### Job
Copy the listing below, starting at its first line and ending after the line that contains "[333, 223, 380, 236]", and keep every line in that span. Shift each coordinate in the answers by adding 57 to it.

### Records supplied

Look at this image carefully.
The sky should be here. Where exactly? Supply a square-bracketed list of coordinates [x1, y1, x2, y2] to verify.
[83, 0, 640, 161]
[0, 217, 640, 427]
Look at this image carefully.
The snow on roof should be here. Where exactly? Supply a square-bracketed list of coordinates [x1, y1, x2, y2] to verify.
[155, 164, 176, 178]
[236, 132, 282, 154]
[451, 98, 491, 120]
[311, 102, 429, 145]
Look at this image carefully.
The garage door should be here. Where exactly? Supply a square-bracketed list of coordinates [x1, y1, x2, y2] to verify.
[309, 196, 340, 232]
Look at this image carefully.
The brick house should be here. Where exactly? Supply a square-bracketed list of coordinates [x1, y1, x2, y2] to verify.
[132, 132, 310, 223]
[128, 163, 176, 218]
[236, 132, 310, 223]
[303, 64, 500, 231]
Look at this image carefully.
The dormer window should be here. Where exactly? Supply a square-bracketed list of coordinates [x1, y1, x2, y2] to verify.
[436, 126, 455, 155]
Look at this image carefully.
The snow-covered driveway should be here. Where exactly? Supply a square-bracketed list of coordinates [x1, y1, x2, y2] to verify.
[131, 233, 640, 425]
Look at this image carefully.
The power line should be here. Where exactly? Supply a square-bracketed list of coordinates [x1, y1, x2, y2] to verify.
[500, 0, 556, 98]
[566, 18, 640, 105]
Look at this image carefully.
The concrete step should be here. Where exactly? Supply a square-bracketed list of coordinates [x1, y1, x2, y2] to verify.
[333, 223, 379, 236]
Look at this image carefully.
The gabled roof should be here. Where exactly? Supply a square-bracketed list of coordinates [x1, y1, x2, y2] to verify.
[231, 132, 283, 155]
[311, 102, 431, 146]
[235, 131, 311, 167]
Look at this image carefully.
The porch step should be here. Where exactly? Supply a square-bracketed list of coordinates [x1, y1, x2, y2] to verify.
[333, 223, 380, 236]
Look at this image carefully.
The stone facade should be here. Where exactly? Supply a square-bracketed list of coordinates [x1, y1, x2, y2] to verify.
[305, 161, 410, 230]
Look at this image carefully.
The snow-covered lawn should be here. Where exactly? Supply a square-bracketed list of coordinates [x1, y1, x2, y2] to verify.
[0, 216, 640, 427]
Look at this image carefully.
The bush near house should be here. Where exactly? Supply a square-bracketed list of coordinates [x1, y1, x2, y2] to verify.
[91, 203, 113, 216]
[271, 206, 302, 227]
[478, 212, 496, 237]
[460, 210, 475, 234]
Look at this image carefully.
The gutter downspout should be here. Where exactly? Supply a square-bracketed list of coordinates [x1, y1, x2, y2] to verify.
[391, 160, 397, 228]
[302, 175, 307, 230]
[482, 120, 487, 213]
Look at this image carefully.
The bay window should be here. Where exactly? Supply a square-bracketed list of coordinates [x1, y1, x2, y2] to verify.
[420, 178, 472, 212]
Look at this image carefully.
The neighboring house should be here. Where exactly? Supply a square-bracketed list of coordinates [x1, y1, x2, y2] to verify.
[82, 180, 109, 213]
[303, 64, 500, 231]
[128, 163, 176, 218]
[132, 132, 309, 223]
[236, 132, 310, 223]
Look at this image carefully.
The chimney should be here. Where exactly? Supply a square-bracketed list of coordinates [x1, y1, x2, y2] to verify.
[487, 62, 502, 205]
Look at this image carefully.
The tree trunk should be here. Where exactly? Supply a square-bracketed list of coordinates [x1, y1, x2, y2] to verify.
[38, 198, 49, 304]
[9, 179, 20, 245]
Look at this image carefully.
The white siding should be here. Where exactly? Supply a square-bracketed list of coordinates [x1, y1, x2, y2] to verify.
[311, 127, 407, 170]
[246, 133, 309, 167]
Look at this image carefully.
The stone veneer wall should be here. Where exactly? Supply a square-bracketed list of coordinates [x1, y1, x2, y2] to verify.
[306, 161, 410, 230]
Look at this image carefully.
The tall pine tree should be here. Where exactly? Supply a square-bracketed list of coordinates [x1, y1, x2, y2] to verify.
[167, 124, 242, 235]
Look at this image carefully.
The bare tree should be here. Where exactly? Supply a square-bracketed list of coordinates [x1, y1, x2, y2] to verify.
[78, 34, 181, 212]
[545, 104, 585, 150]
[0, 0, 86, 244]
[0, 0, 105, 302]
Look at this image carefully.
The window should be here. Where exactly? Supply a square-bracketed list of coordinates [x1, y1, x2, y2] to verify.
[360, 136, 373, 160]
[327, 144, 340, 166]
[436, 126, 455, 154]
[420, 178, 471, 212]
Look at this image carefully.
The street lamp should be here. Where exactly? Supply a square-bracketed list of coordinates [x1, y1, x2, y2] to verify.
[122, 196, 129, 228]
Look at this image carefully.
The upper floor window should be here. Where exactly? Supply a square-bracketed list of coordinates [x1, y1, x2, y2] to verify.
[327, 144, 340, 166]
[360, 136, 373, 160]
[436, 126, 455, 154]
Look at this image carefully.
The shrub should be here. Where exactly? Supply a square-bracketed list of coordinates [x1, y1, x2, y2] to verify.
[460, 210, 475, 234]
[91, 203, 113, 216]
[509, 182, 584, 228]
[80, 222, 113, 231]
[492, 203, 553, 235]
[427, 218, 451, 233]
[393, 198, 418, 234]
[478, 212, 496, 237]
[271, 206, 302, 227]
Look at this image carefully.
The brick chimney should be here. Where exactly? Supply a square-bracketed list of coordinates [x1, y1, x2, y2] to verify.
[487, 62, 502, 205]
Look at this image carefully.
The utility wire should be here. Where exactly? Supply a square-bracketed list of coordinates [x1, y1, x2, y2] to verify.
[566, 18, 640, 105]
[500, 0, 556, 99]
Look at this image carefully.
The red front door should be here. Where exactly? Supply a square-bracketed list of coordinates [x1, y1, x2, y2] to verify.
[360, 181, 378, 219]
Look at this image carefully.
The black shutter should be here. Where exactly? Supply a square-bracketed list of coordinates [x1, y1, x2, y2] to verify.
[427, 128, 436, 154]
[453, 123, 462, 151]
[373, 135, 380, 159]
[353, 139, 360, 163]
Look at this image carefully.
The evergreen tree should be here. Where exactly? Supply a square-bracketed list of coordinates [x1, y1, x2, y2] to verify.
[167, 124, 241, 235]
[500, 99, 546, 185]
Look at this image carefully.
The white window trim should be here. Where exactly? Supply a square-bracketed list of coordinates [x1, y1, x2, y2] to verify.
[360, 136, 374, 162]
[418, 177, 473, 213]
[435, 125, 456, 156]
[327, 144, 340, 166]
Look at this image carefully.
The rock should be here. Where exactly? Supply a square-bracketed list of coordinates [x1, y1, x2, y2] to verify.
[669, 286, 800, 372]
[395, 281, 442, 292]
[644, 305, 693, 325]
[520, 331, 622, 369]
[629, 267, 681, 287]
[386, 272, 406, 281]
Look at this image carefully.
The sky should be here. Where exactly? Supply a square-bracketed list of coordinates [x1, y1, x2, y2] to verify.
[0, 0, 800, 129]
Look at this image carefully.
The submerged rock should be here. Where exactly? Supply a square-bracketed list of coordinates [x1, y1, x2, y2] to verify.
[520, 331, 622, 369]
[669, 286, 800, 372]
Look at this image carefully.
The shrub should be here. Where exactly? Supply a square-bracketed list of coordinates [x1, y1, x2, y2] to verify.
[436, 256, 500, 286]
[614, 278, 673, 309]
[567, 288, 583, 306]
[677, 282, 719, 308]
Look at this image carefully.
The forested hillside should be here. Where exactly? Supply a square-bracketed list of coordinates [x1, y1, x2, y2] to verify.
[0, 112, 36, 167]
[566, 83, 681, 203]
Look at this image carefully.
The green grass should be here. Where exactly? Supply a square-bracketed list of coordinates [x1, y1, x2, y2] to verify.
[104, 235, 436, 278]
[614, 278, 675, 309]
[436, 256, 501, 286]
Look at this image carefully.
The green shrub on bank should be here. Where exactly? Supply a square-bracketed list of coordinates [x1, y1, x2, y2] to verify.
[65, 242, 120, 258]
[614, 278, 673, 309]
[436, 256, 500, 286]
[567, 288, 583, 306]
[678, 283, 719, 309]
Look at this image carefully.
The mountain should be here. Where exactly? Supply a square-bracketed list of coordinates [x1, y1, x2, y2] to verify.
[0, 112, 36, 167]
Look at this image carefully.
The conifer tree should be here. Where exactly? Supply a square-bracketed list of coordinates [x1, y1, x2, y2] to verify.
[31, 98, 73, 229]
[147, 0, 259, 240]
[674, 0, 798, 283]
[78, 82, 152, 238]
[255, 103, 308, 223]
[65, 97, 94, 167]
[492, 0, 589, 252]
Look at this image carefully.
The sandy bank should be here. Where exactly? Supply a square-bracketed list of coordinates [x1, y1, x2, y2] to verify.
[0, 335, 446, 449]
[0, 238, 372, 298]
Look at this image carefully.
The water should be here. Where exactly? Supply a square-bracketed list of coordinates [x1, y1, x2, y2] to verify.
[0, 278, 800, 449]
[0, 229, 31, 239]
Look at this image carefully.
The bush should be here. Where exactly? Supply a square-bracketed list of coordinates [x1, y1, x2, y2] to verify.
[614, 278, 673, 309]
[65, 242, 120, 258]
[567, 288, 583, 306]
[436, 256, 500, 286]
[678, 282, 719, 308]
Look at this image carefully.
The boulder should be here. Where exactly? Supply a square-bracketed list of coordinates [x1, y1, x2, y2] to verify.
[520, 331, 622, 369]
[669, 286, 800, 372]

### Solution
Look at this image carefully.
The sky should be here. Where exactly? Supply a square-bracketed list of coordinates [x1, y1, x2, y2] to verify.
[140, 57, 697, 218]
[57, 274, 697, 484]
Look at this image carefully.
The snow on roof should be here. Where exactly? Supply a square-bracketed list of coordinates [x1, y1, x2, y2] to verify.
[212, 221, 233, 235]
[293, 189, 339, 211]
[508, 155, 548, 177]
[368, 159, 486, 202]
Look at this image carefully.
The garage door should be here. Where exactly? Supply a square-bracketed list of coordinates [x1, y1, x2, y2] to verify.
[366, 253, 397, 289]
Look at this image carefully.
The brick house should be here. Where exactly? Supply a square-bracketed list of coordinates [x1, y1, x2, y2] to verify.
[189, 189, 367, 280]
[185, 220, 233, 275]
[293, 189, 367, 280]
[360, 121, 557, 288]
Look at this image carefully.
The dormer window should be here. Where exactly? Supply a square-bracketed list of coordinates [x1, y1, x2, y2] to verify.
[493, 183, 512, 212]
Look at this image carefully.
The snow-covered driveway should be here. Where exactly? Supply a square-bracketed list of coordinates [x1, y1, x2, y2] to verify.
[188, 290, 697, 482]
Look at this image carefully.
The power line should be here. Where exactly? Supply a square-bracketed list of coordinates [x1, y1, x2, y2] to verify.
[557, 57, 613, 155]
[623, 75, 697, 162]
Look at this image carefully.
The concrete step should be here. Where exactly? Supply a square-bracketed list of coordinates [x1, y1, x2, y2] to verify.
[390, 280, 436, 293]
Look at this image carefully.
The gabled roof should be here. Where exactly? Supply a square-bracketed list of coordinates [x1, y1, x2, y2] to verify.
[288, 189, 340, 212]
[368, 159, 488, 203]
[292, 188, 368, 224]
Look at this image carefully.
The porch step should be here. Where exactly? Supply a square-bracketed list of coordinates [x1, y1, x2, y2] to verify.
[390, 280, 437, 293]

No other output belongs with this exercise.